Não se deve desprezar a perspectiva de uma
nova configuração geopolítica a partir da guerra na Ucrânia, com uma Europa
militarmente mais forte e independente, uma Rússia economicamente mais próxima da
China, uma China cada vez mais presente na Ásia e no Sudeste Asiático, uma
aliança reforçada entre os Estados Unidos e o Reino Unido e destes com a
Austrália. À margem seguiriam os países africanos e a América Latina, com o
Oriente Médio a constituir aquele reduto cuja suma importância está ainda
irremediavelmente ligada à necessidade atávica do mundo por petróleo.
E aqui surge uma outra consequência da
guerra na Ucrânia: a percepção da urgência dos investimentos em fontes
renováveis de energia. Não pela preocupação com a mudança climática, pois esta,
muito embora reconhecida como um grande problema a ser enfrentado, tem até aqui
sido tratada com a morosidade das retóricas que se sobrepõem às ações. Foi
preciso uma guerra nas fuças para que a UE se desse conta de quão alto é o
risco político da dependência do fornecimento de gás e petróleo.
Os chamados combustíveis fósseis ainda são
fontes energéticas relativamente abundantes do ponto de vista econômico, mas
essa abundância é relativa porque as grandes reservas, como se sabe,
concentram-se na mão de poucos. Venezuela, Arábia Saudita, Canadá, Irã, Iraque,
Rússia, Kuwait e Emirados Árabes Unidos, pela ordem, respondem por cerca de 80%
das reservas de petróleo.
A perspectiva de problemas com o
fornecimento de gás russo e as sérias consequências disso para a economia de
boa parte dos países da região colocam a UE no corner, pois apesar das
reiteradas promessas de incentivos aos investimentos em fontes renováveis de
energia o bloco depara-se com o “dilema de Sofia”.

+ + + + +

## TAREFA A REALIZAR
Reproduza, sem alterações, o trecho do texto sobre a guerra na Ucrânia que vai de "Os chamados combustíveis" até "reservas de petróleo.".

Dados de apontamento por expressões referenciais

+ + + + +

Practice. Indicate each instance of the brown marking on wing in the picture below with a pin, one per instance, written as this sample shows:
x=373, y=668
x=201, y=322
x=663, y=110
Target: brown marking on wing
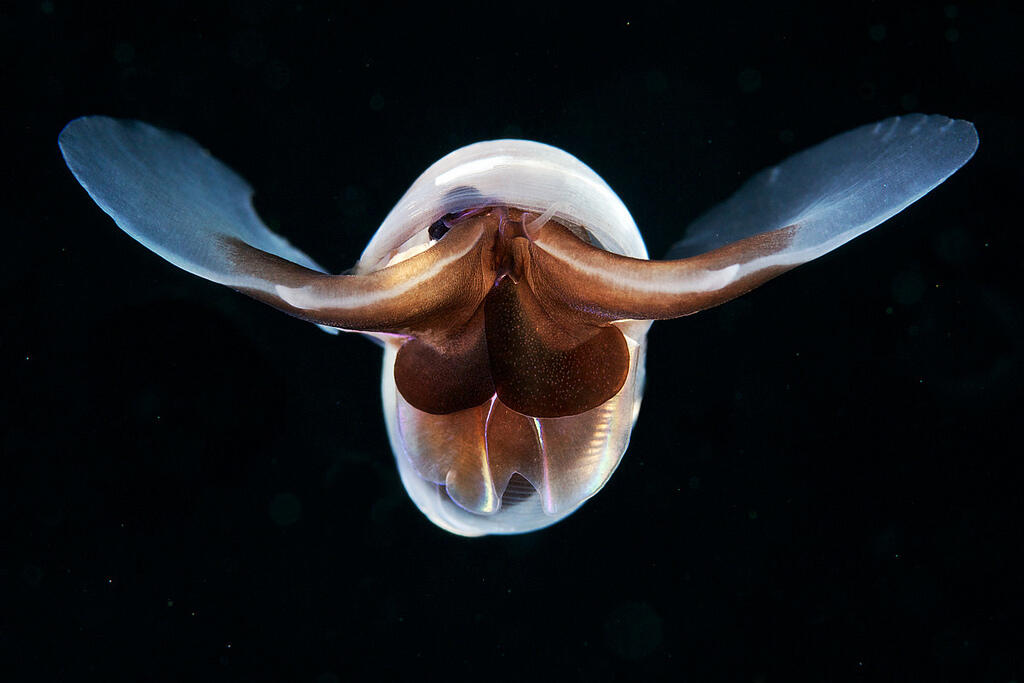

+ + + + +

## RESPOSTA DO EXERCÍCIO
Os chamados combustíveis fósseis ainda são
fontes energéticas relativamente abundantes do ponto de vista econômico, mas
essa abundância é relativa porque as grandes reservas, como se sabe,
concentram-se na mão de poucos. Venezuela, Arábia Saudita, Canadá, Irã, Iraque,
Rússia, Kuwait e Emirados Árabes Unidos, pela ordem, respondem por cerca de 80%
das reservas de petróleo.